The New York American/February 3, 1917
Th’ Mornin’s Mornin’
According to a Chicago sporting man who is in the city, Ad Wolgast, former lightweight champion of the world, is in a hospital out West, quite sick, and his fighting days are undoubtedly over
For his own good, Wolgast should have retired several years ago, but he has persistently kept at it. He fought a dozen times, or more, last year, appearing in many different parts of the country.
Although is now only about twenty-nine years old, no man, with the possible exception of Battling Nelson, ever showed the wear and tear of the fighting game as much as Wolgast. His style of milling was the cause. Winning or losing, the little fellow always accumulated quite a pounding.
It is said that Wolgast is one of the richest men who ever followed the ring. He is believed to be worth at least $200,000, and he could have retired several years ago in very comfortable circumstances. He kept on going, however, even while jeopardizing his physical welfare.
Just about the time the information was received as to Wolgast’s illness, a letter reached here from Owen Moran, one of Ad’s old opponents, who is now in England, but who has quit the ring. Moran boxed Wolgast a six-round no-decision affair in New York in 1908, and in 1911 the Englishman was knocked out by Ad in thirteen rounds at San Francisco.
A Record of Fouls
Here is a curious thing in connection with the careers of Moran and Wolgast. After losing to Wolgast, Owen dropped three fights on fouls in the next two years. He fouled Charley White at Syracuse in 1912, being disqualified in the ninth round, and in his very next fight, he fouled Charley’s brother, Jack. That was in Los Angeles. The disqualification came in the ninth round.
Moran returned to England, and won a twenty founder from Johnny Condon, and drew with Jem Driscoll in twenty rounds. He drifted over to Australia and lost to Matt Wells in twenty, and then he returned to America. He was disqualified for fouling Joe Azevedo in the sixth round at Oakland.
Coming to New York, Moran boxed Young Hoe Shugrue at Madison Square Garden in January, 1914, and quit in the seventh round, claiming an injury to his hand. That was about the last of the once great Owen in this country. Up to the time he found Charley White there was no record of a foul in Moran’s career.
Up to the time he lost his title to Willie Ritchie on a foul in November, 1912, at Daly City, Cal., in the sixteenth round, there was but one foul in Wolgast’s long record and that was in his favor. After losing the title Ad was disqualified for fouls five different times.
In 1915, at Shreveport, La., he lost to Bobby Waugh in six rounds; at St. Louis, in 1916, he lost to Frankie Russell in four rounds. He was disqualified in his next two fights, once in three rounds with Stewart Donnelly, at Richmond, and then in the eleventh round of his fight with Freddy Walsh, at Denver.
It was in this last fight that Wolgast had Walsh down and out on the floor. The champion claimed a foul which the referee says he did not see. Doctors were summoned from the audience to examine Walsh, and after a considerable wait the fight was resumed, Wolgast being disqualified later.

[Records supplied]:
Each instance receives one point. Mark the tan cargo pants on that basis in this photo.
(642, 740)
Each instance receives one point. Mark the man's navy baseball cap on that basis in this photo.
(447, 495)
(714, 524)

[What to produce]:
Answer from the boxing column above:
1. What is Wolgast believed to be worth?
2. Whom did Moran draw with in twenty rounds?
3. In what round did Wolgast lose his title to Willie Ritchie?

[Answer below]:
1. At least $200,000.
2. Jem Driscoll.
3. The sixteenth round.